┌────────

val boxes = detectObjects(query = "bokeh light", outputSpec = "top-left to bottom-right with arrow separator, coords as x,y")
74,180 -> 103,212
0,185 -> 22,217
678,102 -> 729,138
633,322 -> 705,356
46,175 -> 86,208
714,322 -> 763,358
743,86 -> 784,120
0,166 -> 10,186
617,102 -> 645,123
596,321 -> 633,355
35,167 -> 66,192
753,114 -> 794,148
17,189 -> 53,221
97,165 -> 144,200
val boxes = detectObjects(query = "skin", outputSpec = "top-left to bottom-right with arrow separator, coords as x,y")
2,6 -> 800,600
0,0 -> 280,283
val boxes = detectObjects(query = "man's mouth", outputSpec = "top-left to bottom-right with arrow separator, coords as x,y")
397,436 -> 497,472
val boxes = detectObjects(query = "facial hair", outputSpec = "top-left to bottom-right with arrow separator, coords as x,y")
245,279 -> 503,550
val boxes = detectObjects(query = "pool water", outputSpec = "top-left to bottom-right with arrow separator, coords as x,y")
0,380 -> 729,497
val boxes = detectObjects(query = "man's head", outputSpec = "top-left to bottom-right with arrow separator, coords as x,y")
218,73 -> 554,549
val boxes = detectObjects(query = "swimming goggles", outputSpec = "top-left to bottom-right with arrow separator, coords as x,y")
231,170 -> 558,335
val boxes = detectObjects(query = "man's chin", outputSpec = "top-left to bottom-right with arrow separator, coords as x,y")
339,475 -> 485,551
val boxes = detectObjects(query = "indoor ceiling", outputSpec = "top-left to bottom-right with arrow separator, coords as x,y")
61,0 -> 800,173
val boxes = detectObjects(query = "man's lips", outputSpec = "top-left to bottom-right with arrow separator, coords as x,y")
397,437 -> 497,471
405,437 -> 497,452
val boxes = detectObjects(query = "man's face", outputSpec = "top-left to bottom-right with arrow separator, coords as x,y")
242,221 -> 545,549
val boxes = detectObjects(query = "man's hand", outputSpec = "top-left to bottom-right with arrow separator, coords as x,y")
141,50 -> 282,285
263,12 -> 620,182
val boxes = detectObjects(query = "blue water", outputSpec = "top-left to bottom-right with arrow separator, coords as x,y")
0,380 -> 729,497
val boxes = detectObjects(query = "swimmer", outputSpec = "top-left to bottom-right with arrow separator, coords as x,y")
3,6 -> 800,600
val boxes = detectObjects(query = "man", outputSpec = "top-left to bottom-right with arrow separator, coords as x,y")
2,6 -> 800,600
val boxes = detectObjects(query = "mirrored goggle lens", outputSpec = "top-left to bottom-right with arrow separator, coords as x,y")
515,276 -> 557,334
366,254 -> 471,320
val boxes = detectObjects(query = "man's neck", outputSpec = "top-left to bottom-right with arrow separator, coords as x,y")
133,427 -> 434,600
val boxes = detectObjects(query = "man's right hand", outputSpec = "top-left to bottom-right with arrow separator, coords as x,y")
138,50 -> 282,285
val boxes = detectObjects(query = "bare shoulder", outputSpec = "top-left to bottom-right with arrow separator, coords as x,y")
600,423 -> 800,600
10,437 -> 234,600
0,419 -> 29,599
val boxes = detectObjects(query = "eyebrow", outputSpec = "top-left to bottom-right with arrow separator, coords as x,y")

└────────

ASSIGNMENT
Whatever appears in the material must be set down again, word for word.

ANSWER SPACE
val boxes = detectObjects(query = "bokeh light", outputSpec = "top-left to bottom-right with arrow separator, coords as x,y")
74,180 -> 103,212
0,185 -> 22,217
678,102 -> 729,138
633,322 -> 705,356
46,175 -> 86,208
714,322 -> 763,358
743,86 -> 784,120
0,166 -> 10,186
617,102 -> 645,123
596,321 -> 633,355
35,167 -> 66,192
753,114 -> 794,148
17,189 -> 53,221
97,165 -> 144,200
val boxes = detectObjects(query = "skin", outputSpec = "top-left to bottom-right with arrow separator, coords as x,y")
2,6 -> 800,600
0,0 -> 280,283
val boxes = detectObjects(query = "man's mouth", outputSpec = "top-left to bottom-right with arrow separator, coords as x,y")
397,436 -> 497,472
val boxes = detectObjects(query = "facial hair", outputSpec = "top-left to bottom-right with arrow separator, coords as x,y")
245,279 -> 503,550
val boxes = detectObjects(query = "pool water", outputSpec = "top-left to bottom-right with arrow separator, coords as x,y")
0,380 -> 729,497
val boxes = detectObjects(query = "man's head", outputSpec = "top-left to bottom-right with arrow separator, coords as x,y")
218,73 -> 554,549
val boxes = detectObjects(query = "swimming goggles", outputSpec = "top-left to bottom-right with arrow separator, coords as x,y")
231,170 -> 558,335
val boxes = detectObjects(query = "man's chin", outputSpec = "top-left to bottom-right with arrow separator, coords as x,y")
339,475 -> 485,551
val boxes = detectObjects(query = "indoor ceiling", outputSpec = "top-left to bottom-right with arrow separator, coords as x,y")
61,0 -> 800,173
val boxes = detectObjects(query = "man's lips", outputSpec = "top-left to bottom-right with arrow separator, coords as x,y")
397,437 -> 497,471
405,437 -> 497,452
val boxes = detectObjects(query = "man's face", outputSpec = "top-left to bottom-right with arrow separator, coords as x,y")
242,221 -> 545,549
val boxes = detectObjects(query = "man's hand", outputSpec = "top-left to bottom-right with arrow separator, coords as x,y")
141,50 -> 282,285
263,12 -> 620,182
val boxes = detectObjects(query = "blue water", outputSpec = "top-left to bottom-right with arrow separator, coords as x,y")
0,380 -> 729,497
val boxes = detectObjects(query = "swimmer", outputSpec = "top-left to bottom-right with arrow separator, coords as x,y")
3,6 -> 800,600
val boxes = detectObjects(query = "man", outputSpec = "top-left to bottom-right with arrow separator, coords as x,y")
2,6 -> 800,600
val boxes = detectObjects(query = "mirrored goggle lens", outputSpec = "top-left to bottom-right with arrow separator, coords as x,y")
515,276 -> 557,334
366,254 -> 471,320
val boxes = detectObjects(query = "man's neck", outputSpec = "top-left to bottom-right with arrow separator, coords as x,y")
133,427 -> 434,600
val boxes = detectObjects(query = "man's right hand", outputSpec = "top-left to bottom-right with arrow separator, coords as x,y")
138,50 -> 282,285
val boxes = detectObjects(query = "bare shoulder", outputSpec = "top-left to bottom-right with arrow separator, coords as x,y")
600,423 -> 800,600
10,437 -> 234,600
0,419 -> 29,599
val boxes = detectObjects(query = "eyebrow", outputSpec = "top-left to bottom-right with arrow separator, coords as x,y")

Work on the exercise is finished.